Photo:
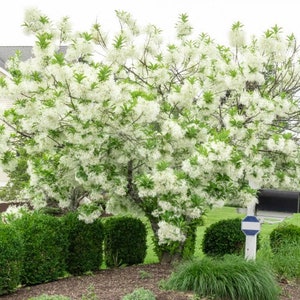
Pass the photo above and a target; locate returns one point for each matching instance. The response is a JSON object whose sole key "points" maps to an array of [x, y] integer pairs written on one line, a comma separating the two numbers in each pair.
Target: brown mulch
{"points": [[113, 284]]}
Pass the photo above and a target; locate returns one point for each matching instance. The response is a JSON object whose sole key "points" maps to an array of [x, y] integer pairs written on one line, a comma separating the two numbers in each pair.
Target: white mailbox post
{"points": [[250, 227]]}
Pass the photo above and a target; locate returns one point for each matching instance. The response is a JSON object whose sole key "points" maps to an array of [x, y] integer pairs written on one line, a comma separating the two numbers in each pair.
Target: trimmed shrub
{"points": [[11, 255], [85, 244], [282, 234], [140, 294], [45, 247], [224, 237], [229, 277], [124, 241]]}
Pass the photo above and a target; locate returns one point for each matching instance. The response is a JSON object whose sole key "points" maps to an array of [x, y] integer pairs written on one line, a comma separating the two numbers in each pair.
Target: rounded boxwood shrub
{"points": [[124, 241], [224, 237], [85, 244], [45, 247], [282, 234], [11, 256]]}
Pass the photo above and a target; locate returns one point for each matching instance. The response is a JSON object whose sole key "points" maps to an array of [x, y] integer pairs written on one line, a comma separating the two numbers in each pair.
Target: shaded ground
{"points": [[114, 283]]}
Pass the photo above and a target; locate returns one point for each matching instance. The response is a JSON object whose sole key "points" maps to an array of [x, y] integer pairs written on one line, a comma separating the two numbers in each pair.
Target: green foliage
{"points": [[85, 244], [45, 247], [223, 237], [124, 241], [50, 297], [11, 255], [284, 233], [230, 277], [140, 294], [286, 260]]}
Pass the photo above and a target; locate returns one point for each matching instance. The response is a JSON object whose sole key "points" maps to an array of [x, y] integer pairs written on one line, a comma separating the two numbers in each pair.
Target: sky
{"points": [[214, 17]]}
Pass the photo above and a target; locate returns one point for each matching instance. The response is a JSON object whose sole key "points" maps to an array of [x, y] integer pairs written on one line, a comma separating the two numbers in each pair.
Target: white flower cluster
{"points": [[172, 127], [14, 212]]}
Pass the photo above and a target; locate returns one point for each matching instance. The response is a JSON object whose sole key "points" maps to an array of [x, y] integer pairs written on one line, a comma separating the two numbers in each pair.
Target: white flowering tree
{"points": [[130, 123]]}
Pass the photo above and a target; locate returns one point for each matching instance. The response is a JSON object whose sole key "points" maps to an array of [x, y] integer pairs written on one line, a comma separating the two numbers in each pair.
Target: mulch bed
{"points": [[113, 284]]}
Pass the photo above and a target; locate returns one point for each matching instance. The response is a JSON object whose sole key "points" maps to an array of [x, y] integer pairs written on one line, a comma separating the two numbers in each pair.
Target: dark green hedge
{"points": [[11, 256], [85, 244], [45, 247], [124, 241]]}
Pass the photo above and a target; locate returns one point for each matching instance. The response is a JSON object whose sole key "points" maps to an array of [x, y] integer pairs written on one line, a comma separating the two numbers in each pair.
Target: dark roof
{"points": [[26, 52]]}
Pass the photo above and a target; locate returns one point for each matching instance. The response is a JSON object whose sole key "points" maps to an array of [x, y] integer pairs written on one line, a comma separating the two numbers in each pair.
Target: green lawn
{"points": [[217, 214]]}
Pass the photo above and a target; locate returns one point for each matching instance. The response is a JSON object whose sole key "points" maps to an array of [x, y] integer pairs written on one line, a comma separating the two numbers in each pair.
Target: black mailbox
{"points": [[279, 201]]}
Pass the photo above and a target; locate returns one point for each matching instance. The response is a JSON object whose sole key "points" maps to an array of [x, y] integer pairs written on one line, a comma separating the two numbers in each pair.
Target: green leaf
{"points": [[119, 41]]}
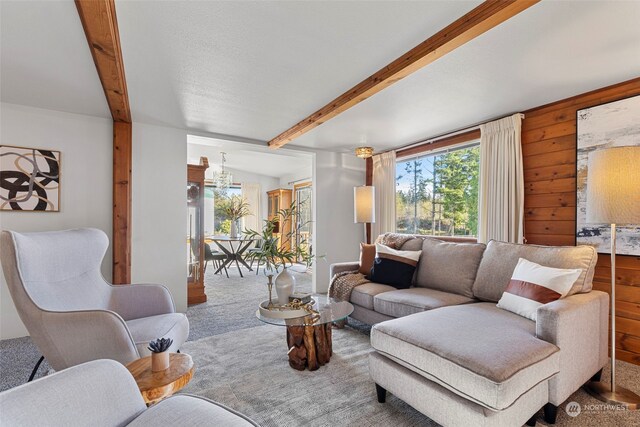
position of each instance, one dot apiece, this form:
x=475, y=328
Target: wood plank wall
x=549, y=150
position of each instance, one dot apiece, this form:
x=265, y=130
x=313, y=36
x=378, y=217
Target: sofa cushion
x=184, y=409
x=404, y=302
x=449, y=267
x=173, y=325
x=363, y=295
x=478, y=351
x=500, y=260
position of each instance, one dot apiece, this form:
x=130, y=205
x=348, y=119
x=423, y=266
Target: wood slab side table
x=155, y=386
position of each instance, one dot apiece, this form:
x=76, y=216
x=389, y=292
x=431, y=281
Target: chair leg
x=597, y=376
x=532, y=420
x=35, y=369
x=550, y=413
x=382, y=393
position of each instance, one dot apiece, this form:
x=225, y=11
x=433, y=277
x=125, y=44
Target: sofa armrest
x=140, y=300
x=579, y=326
x=341, y=267
x=101, y=392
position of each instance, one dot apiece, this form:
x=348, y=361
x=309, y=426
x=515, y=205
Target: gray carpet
x=242, y=363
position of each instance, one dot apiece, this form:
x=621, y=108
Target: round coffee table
x=155, y=386
x=309, y=337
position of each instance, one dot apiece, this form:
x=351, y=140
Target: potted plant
x=278, y=256
x=159, y=354
x=236, y=208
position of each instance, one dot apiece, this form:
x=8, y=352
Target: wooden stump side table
x=309, y=340
x=155, y=386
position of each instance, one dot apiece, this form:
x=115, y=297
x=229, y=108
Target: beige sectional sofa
x=444, y=347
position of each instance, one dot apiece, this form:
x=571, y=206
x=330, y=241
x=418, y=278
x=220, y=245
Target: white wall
x=336, y=236
x=298, y=177
x=85, y=143
x=159, y=210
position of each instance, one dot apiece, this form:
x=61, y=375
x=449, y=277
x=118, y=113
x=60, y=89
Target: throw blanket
x=343, y=283
x=394, y=240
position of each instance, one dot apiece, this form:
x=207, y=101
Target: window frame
x=454, y=143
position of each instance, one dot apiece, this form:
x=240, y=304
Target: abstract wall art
x=615, y=124
x=29, y=179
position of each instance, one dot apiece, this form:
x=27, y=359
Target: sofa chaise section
x=487, y=355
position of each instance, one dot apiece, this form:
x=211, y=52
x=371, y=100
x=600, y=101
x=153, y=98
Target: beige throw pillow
x=533, y=285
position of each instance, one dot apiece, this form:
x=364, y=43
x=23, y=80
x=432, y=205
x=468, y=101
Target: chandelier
x=222, y=179
x=364, y=152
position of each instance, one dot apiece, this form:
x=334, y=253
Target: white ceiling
x=45, y=60
x=249, y=157
x=551, y=51
x=253, y=69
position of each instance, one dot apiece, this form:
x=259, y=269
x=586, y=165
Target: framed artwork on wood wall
x=29, y=179
x=615, y=124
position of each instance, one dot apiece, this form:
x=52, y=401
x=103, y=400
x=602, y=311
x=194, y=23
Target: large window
x=437, y=193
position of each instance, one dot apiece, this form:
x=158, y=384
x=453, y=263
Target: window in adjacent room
x=437, y=192
x=216, y=221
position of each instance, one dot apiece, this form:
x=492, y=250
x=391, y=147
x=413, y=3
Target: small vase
x=159, y=361
x=285, y=282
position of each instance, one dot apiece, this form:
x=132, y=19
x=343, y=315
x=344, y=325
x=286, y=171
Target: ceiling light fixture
x=364, y=152
x=222, y=179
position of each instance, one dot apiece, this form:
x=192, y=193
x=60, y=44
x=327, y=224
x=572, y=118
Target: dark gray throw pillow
x=393, y=267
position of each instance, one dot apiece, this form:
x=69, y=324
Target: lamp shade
x=364, y=209
x=613, y=186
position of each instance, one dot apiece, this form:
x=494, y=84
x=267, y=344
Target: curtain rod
x=298, y=180
x=446, y=135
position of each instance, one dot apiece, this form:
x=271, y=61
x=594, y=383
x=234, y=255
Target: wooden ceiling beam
x=488, y=15
x=100, y=25
x=98, y=19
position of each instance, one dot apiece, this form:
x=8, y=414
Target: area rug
x=248, y=370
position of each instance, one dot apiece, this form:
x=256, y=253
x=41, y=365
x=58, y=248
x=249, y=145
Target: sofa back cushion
x=500, y=259
x=449, y=267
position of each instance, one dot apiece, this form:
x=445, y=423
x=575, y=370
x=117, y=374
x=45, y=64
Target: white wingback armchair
x=72, y=314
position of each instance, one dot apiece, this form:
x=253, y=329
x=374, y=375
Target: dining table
x=233, y=248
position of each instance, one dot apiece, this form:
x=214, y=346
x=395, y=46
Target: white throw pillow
x=533, y=285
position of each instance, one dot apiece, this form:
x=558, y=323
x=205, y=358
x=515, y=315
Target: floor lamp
x=613, y=197
x=364, y=206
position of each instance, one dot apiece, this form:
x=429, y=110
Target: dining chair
x=72, y=314
x=216, y=257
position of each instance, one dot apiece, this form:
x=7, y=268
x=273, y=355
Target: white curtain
x=501, y=184
x=252, y=193
x=384, y=180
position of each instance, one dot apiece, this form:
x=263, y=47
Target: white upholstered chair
x=72, y=314
x=103, y=393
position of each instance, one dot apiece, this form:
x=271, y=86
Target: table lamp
x=613, y=197
x=364, y=206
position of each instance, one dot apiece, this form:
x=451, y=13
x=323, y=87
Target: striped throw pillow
x=533, y=285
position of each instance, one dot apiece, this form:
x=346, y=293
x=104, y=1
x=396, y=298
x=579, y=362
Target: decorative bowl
x=278, y=312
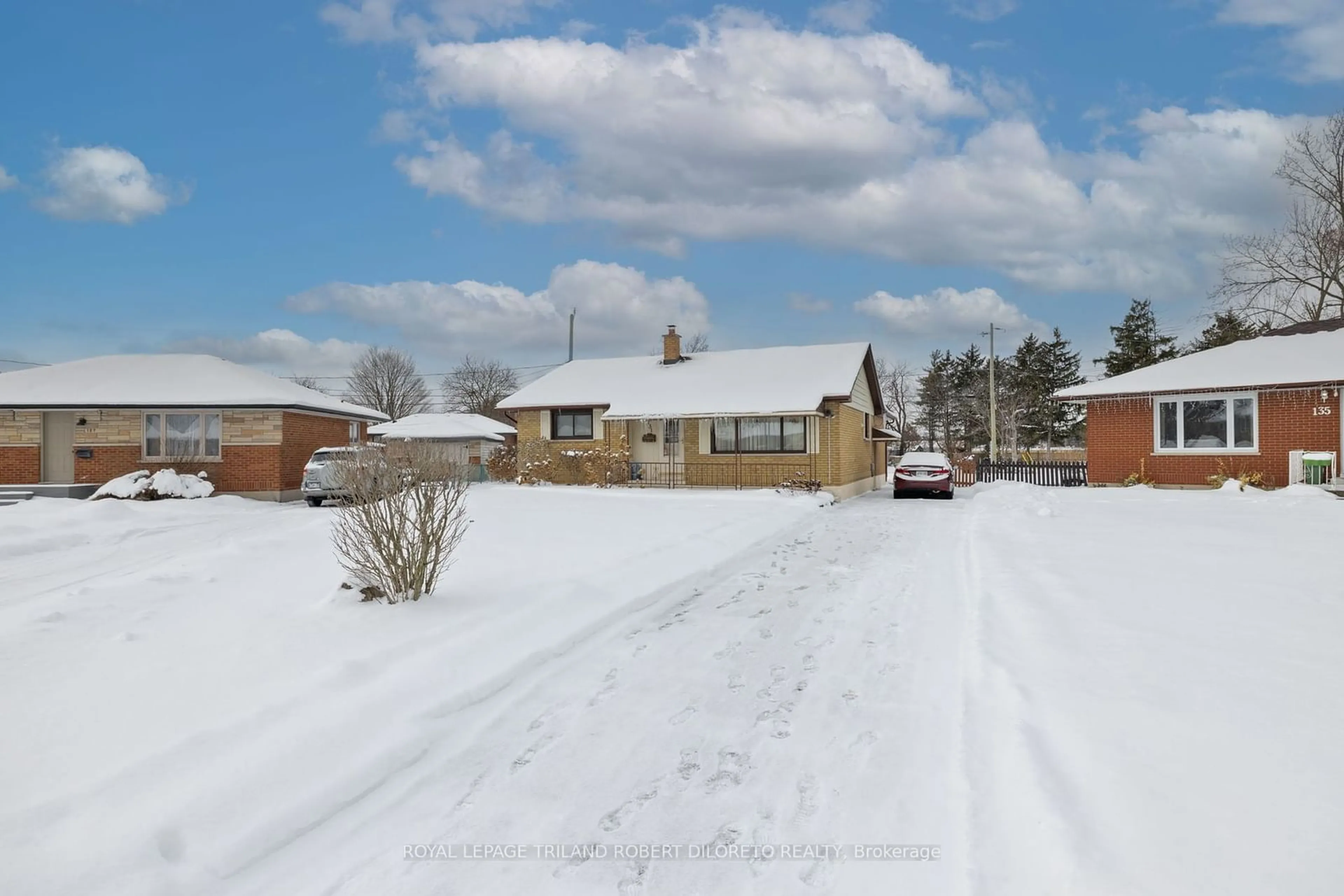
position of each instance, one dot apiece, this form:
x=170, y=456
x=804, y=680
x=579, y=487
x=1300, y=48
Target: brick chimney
x=671, y=346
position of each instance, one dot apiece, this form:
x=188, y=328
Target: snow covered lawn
x=1078, y=691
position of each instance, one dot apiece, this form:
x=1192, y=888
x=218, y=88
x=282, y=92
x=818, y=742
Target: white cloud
x=945, y=311
x=619, y=311
x=845, y=15
x=808, y=304
x=755, y=132
x=279, y=350
x=387, y=21
x=103, y=183
x=1314, y=33
x=983, y=10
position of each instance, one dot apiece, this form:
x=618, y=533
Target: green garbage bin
x=1316, y=468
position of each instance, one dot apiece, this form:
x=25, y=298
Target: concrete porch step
x=48, y=491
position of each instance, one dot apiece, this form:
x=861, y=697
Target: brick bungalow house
x=1248, y=406
x=85, y=422
x=749, y=418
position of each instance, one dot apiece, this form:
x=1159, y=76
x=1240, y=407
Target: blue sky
x=287, y=183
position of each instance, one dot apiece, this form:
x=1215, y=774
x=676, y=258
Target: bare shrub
x=607, y=465
x=534, y=463
x=386, y=379
x=404, y=519
x=502, y=464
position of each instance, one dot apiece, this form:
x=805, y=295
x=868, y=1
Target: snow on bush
x=144, y=486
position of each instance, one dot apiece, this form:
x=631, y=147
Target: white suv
x=319, y=476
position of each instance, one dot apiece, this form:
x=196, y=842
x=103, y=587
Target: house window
x=182, y=436
x=572, y=425
x=760, y=436
x=1206, y=424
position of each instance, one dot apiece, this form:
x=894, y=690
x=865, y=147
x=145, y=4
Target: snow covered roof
x=164, y=381
x=444, y=426
x=1267, y=360
x=740, y=383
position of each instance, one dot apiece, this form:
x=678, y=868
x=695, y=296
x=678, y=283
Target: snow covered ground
x=1085, y=691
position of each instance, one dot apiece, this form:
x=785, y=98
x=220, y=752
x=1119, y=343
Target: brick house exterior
x=48, y=436
x=835, y=425
x=1236, y=409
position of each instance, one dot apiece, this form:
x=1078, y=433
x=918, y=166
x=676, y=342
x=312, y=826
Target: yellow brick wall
x=252, y=428
x=108, y=428
x=845, y=456
x=21, y=428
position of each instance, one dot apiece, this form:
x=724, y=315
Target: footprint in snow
x=682, y=717
x=865, y=739
x=729, y=651
x=634, y=880
x=615, y=819
x=690, y=763
x=733, y=766
x=526, y=758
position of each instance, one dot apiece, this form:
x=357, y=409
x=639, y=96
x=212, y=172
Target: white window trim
x=163, y=436
x=1181, y=422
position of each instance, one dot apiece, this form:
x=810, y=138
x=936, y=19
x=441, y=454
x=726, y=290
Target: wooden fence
x=1048, y=473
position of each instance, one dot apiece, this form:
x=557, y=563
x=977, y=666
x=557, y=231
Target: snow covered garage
x=91, y=421
x=1248, y=408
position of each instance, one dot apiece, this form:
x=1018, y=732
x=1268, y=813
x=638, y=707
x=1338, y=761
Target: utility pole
x=994, y=401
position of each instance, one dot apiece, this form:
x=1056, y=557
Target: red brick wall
x=245, y=468
x=1120, y=436
x=21, y=465
x=303, y=435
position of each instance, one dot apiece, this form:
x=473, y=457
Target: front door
x=58, y=446
x=674, y=449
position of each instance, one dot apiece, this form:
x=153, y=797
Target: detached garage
x=1268, y=405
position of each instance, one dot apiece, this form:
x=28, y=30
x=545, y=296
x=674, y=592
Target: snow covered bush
x=502, y=465
x=802, y=483
x=1242, y=477
x=144, y=486
x=404, y=520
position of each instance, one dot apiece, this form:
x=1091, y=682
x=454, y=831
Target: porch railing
x=725, y=475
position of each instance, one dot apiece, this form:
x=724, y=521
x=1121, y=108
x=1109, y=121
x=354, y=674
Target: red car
x=923, y=473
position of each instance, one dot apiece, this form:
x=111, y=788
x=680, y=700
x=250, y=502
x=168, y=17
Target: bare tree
x=479, y=386
x=405, y=519
x=899, y=385
x=308, y=382
x=386, y=379
x=1296, y=273
x=697, y=343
- - -
Count the lines in the records above that contain the string "ground", treating uppercase and lowercase as different. Reply with the number alone.

2